### Document segment

To Be a Woman – Macbeth Essay
During the Elizabethan era, men were viewed as the most prestigious gender. Not only were ladies expected to be subservient to their husbands, but they were also dependent on their male relatives to support them. Consequentially, this created the vision of the perfect woman: dutiful, compliant, and fundamentally quintessential in every way. In his play, Macbeth, Shakespeare utilizes foil to staunchly vocalize that all women should be delicate and subservient by comparing Lady Macbeth to herself, her husband, and Lady Macduff through their actions and behaviors.
Although Lady Macbeth may seem masculine towards the commencement of the drama, her descent into insanity causes her to behave more ladylike than she did at the beginning of the play: a direct assertion of Shakespeare’s view that all women should act feminine. When she first acquires the explanatory note from Macbeth, Lady Macbeth immediately forms malicious thoughts in her mind. “Your hand, your tongue”, she explicates to Macbeth, “Look like th’ innocent/flower,/But be the serpent under’t” (1.6.76-78). During this scene, Lady Macbeth’s bloodthirsty nature is revealed. However, over the course of the play, the image of her alters significantly. During her sleepwalk, Lady Macbeth lives through the night of the murder, divulging her true thoughts to the audience. “Here’s the smell of the blood still” she cries fretfully, “All/the perfumes of Arabia will not sweeten this little/hand” (5.1.53-55). By inducing her husband into committing homicide, Shakespeare intentionally creates a foil between Macbeth and his wife, differentiating their natures. Lady Macbeth, a woman, is delicate and succumbs to her sentiments, while Macbeth, a man, is able to push aside his feelings and be audacious: the very opposite of his wife. Even Lady Macbeth, a woman who seemed to have so many manly characteristics, evolves to follow the playwright’s view. Lady Macbeth’s plummet to lunacy fosters her more emotional self, exposing Shakespeare’s true belief that all females are far less plucky and potent than their male relatives.

### Stored data
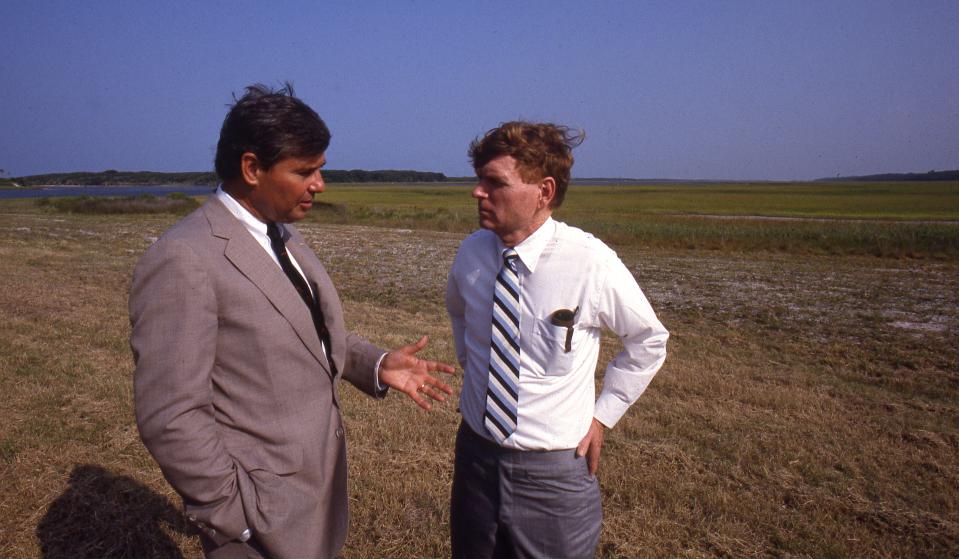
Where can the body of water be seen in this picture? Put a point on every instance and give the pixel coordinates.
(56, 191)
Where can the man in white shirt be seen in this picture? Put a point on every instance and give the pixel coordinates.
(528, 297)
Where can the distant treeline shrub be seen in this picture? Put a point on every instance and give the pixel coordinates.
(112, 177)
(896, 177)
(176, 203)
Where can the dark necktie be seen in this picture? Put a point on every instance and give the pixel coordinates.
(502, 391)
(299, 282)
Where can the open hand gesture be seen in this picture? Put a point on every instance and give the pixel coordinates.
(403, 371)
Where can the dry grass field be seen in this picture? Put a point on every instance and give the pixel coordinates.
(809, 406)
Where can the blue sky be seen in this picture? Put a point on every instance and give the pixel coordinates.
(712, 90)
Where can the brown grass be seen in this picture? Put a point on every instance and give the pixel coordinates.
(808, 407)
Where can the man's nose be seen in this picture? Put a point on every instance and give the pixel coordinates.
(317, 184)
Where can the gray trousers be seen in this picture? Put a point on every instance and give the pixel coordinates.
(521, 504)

--

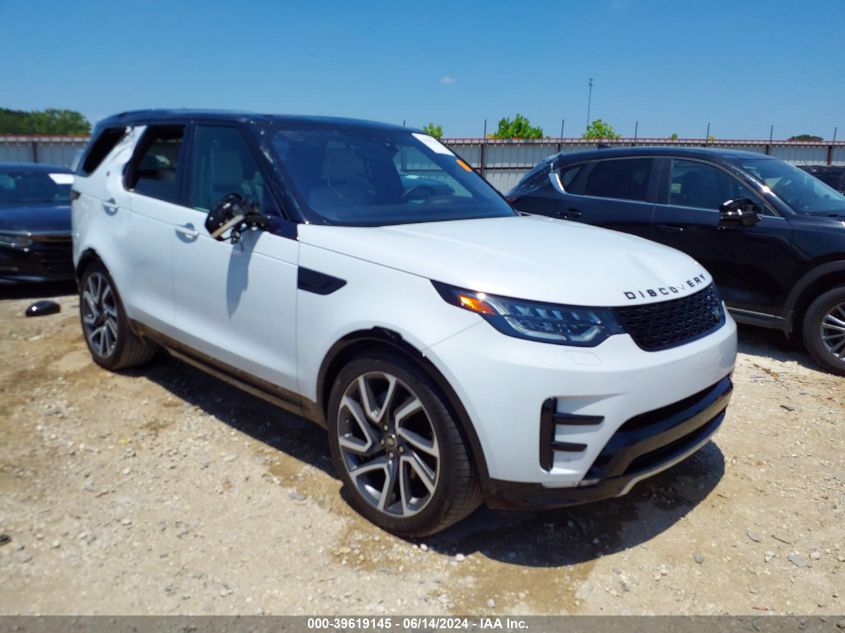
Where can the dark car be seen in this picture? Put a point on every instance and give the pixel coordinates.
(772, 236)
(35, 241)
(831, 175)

### Job A
According to the Macbeth essay, what does Lady Macbeth say all the perfumes of Arabia will not do?
### Job B
Return every line of the entries that contains the string "grass", treating uppercase and lowercase letters as distinct.

### Task answer A
They will not sweeten her little hand.

### Task answer B
Where can the dry grass field be seen in this picture? Put a point on every instance and give the pixel coordinates.
Where can the brown grass be seen in this picture? Put a point on every instance and give the pixel coordinates.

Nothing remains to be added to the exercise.